-------- Input --------

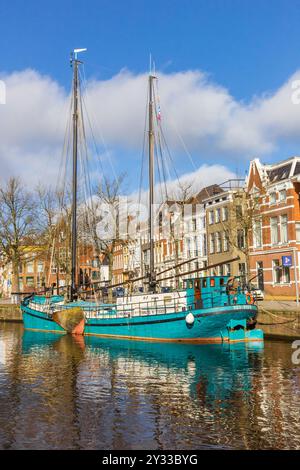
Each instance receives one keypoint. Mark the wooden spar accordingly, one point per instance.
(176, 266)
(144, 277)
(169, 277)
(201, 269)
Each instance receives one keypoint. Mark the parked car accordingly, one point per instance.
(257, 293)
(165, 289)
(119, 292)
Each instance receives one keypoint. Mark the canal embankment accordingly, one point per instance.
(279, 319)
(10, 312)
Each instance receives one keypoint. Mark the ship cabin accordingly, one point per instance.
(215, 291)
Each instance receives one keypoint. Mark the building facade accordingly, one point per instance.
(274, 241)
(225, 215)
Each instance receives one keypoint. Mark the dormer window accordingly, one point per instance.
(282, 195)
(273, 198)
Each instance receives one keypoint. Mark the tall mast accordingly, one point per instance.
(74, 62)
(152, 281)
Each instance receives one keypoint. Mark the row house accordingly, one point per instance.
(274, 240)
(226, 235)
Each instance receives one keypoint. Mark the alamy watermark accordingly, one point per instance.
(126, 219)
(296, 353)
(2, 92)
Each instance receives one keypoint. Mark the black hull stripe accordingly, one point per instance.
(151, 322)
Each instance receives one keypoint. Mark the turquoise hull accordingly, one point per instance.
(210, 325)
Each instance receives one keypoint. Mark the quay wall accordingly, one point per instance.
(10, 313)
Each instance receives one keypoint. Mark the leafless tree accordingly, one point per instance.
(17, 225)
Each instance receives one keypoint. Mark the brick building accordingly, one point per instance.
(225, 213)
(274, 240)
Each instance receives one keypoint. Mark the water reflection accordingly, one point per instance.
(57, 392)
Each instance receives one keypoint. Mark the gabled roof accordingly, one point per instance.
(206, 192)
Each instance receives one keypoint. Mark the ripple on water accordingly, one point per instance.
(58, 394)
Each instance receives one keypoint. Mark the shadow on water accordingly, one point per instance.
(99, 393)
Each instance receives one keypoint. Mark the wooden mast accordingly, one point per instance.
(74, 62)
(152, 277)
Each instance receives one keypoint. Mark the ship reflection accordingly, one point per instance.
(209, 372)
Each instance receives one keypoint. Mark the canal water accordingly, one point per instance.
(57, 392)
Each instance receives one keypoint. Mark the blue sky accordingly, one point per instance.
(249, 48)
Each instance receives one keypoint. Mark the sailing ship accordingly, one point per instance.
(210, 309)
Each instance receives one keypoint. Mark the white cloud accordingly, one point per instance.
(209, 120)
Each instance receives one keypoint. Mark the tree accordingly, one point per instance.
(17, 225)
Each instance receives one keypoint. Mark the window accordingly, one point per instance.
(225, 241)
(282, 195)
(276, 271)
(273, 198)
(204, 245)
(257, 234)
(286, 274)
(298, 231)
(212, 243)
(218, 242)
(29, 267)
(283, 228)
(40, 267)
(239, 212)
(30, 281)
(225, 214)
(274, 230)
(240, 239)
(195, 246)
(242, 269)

--------
-------- Input --------

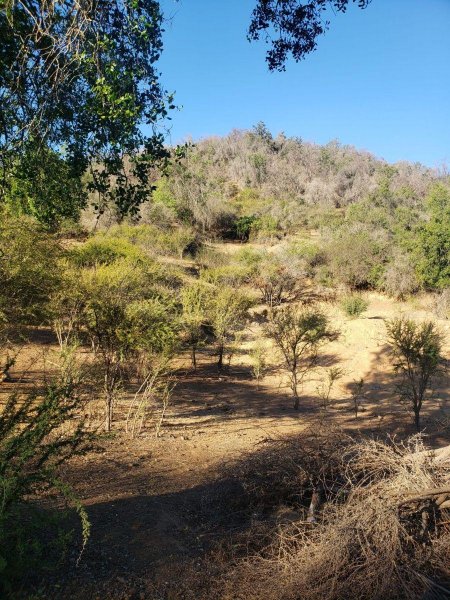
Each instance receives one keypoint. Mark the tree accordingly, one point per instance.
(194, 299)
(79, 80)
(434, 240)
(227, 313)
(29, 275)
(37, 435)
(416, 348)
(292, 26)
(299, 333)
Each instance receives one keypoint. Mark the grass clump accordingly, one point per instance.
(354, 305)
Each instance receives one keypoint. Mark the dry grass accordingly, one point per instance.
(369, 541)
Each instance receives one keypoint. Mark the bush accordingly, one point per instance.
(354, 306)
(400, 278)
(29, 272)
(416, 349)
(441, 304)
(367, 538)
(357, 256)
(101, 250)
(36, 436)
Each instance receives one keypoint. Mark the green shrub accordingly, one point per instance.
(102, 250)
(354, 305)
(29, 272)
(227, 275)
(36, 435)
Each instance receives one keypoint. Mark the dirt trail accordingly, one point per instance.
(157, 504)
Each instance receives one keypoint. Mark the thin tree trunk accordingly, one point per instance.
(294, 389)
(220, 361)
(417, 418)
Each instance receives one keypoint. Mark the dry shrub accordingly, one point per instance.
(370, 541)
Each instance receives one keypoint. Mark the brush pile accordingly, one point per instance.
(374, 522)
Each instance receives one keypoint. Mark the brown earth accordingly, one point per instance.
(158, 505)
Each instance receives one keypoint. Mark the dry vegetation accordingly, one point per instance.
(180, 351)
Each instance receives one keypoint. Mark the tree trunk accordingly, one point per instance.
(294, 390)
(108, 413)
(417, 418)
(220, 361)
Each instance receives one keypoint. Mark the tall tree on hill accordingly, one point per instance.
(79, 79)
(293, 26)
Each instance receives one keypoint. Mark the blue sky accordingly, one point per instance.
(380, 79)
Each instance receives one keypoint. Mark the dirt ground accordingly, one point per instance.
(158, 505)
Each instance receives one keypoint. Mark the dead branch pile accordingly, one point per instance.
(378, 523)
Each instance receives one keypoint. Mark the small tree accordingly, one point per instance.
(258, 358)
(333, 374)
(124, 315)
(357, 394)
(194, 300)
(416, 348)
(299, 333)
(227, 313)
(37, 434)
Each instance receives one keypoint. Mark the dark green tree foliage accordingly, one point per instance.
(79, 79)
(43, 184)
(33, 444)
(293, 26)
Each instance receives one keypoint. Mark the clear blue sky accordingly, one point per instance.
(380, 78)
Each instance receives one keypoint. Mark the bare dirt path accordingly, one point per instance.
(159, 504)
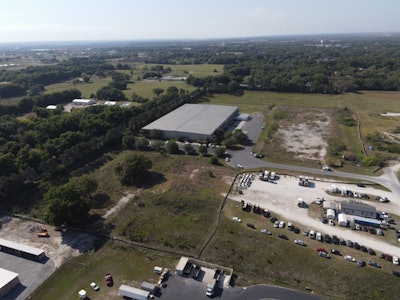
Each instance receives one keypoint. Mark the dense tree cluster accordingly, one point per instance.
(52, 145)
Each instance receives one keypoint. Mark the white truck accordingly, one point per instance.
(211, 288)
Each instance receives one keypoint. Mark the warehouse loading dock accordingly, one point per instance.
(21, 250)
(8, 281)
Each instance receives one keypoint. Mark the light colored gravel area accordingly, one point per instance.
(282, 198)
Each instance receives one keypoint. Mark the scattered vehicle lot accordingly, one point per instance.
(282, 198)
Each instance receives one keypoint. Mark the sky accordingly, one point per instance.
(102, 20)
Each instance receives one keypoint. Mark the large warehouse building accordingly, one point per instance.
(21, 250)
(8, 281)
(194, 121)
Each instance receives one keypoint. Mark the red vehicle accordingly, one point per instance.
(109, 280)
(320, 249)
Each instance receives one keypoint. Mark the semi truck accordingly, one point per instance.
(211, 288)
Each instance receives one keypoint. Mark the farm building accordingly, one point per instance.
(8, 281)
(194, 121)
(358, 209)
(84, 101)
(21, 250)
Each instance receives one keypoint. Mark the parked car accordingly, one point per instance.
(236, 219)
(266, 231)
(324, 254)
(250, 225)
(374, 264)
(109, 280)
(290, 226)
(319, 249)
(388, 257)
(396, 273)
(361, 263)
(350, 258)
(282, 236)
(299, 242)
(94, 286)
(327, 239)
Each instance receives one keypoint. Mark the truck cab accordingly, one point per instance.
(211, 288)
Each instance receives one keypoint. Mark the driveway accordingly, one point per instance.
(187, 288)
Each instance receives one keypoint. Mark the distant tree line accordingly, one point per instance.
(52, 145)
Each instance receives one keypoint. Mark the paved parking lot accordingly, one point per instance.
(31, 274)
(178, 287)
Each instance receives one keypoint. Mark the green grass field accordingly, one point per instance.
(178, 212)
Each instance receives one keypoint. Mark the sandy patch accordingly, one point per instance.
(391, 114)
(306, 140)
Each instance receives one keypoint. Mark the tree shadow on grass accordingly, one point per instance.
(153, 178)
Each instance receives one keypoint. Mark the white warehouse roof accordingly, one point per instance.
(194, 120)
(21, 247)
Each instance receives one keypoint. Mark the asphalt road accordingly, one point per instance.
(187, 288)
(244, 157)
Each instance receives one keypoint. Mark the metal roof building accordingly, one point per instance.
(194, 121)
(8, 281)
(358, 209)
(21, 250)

--------

### To do
Please report each line in the records that contains the string "wooden". Treat case as significant.

### Result for this exercise
Each instance receives one keypoint. Mark the wooden spar accordingly, one point per instance.
Each instance receives one keypoint. Mark the wooden mast accordingly, one point per instance.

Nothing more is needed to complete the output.